> **WHAT NEEDS TO BE DONE**
Copy the data word for word, keeping every line.

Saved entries

=-=-=

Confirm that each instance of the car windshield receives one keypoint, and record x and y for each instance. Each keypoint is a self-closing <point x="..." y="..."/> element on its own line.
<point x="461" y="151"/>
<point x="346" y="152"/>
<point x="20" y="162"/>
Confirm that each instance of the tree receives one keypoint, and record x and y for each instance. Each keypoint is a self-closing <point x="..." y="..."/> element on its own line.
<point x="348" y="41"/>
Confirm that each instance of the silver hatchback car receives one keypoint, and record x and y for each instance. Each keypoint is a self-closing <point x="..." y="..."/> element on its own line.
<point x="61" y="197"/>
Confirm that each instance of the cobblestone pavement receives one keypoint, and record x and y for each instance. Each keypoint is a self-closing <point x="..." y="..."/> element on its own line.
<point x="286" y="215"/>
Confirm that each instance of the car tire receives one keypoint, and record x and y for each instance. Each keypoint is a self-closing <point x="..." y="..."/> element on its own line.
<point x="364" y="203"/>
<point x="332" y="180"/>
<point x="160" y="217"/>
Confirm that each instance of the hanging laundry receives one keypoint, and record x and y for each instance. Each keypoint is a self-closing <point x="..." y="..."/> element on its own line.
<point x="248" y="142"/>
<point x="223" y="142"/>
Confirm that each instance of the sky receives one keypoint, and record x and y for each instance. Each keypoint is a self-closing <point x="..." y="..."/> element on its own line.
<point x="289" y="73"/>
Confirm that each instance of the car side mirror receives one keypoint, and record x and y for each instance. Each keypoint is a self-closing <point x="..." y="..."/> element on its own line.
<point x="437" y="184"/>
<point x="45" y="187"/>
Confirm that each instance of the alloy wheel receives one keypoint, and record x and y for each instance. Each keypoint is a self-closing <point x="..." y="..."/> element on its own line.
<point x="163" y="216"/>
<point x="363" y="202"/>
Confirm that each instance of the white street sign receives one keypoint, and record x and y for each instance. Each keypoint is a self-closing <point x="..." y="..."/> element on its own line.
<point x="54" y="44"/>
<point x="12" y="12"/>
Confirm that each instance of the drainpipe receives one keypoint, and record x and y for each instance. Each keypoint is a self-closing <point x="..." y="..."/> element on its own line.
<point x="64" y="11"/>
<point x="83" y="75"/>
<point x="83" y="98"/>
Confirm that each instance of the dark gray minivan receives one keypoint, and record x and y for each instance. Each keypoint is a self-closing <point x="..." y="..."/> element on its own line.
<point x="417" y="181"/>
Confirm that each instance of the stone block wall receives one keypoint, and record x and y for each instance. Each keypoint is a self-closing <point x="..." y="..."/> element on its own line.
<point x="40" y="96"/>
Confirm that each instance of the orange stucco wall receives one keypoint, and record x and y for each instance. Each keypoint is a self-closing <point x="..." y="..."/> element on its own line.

=-=-=

> **SOLUTION TO THE EXERCISE**
Confirm that each instance of the car windshield receives one keypoint, and record x and y for each instance. Each keypoint is a self-closing <point x="..." y="..."/> element on its own line.
<point x="461" y="151"/>
<point x="346" y="152"/>
<point x="20" y="162"/>
Confirm that each instance of the tree receives one keypoint, and record x and y for each instance. Each keypoint is a self-closing <point x="..." y="..."/> element on its own line.
<point x="348" y="41"/>
Confirm that each instance of the silver hatchback car receives one keypoint, and record x and y for each instance. Each keypoint is a self-closing <point x="..." y="..."/> element on its own line.
<point x="61" y="197"/>
Confirm that each instance of the cobblestone pavement receives one keypoint, and record x and y for each instance. Each keypoint is a self-closing <point x="..." y="..."/> element on its own line.
<point x="286" y="215"/>
Confirm that each instance of the car tire receives one keypoint, and record x and y for each instance. Each keypoint is a self-closing <point x="..." y="..."/> element on its own line.
<point x="364" y="203"/>
<point x="332" y="180"/>
<point x="160" y="217"/>
Confirm that each instance of the hanging laundry receives one keypoint, and record x and y for each instance. Each keypoint is a self-closing <point x="..." y="..."/> element on its own line.
<point x="248" y="142"/>
<point x="223" y="142"/>
Confirm that each instance of the sky receives one keypoint, and record x and y for each instance. Each keypoint is a self-closing <point x="..." y="..."/> element on its own line.
<point x="289" y="73"/>
Confirm that each instance of the car side mirror receives one keypoint, and record x and y for each instance. Each keypoint is a self-closing <point x="..." y="..."/> element on its own line.
<point x="437" y="184"/>
<point x="45" y="187"/>
Confirm that each instance of the alloy wheel receives one keypoint, and record x and y for each instance. Each keypoint is a self-closing <point x="..." y="..."/> element on its own line.
<point x="163" y="216"/>
<point x="363" y="202"/>
Confirm that each instance of the white street sign receives one keypoint, and record x and y for each instance. Each keypoint is a self-closing <point x="..." y="..."/> element on its own line.
<point x="54" y="44"/>
<point x="12" y="12"/>
Confirm that each instance of the drainpipe receives one keypoint, and record x and y for each instance. Each keypoint is a self-closing <point x="..." y="..."/> element on its own line.
<point x="64" y="11"/>
<point x="83" y="75"/>
<point x="83" y="98"/>
Confirm that each instance of the dark gray minivan receives one keypoint, and record x and y for each instance. Each keypoint is a self-closing <point x="..." y="..."/> element on its own line.
<point x="417" y="181"/>
Confirm that each instance of the stone block wall receives one keypoint, and record x and y for each instance. Each keypoint is a self-closing <point x="..." y="..."/> element on its own line.
<point x="40" y="96"/>
Confirm that each instance of the orange stucco wall receives one keypoint, and record x and y for each instance. Each keypoint is a self-closing <point x="..." y="..."/> element on its own line.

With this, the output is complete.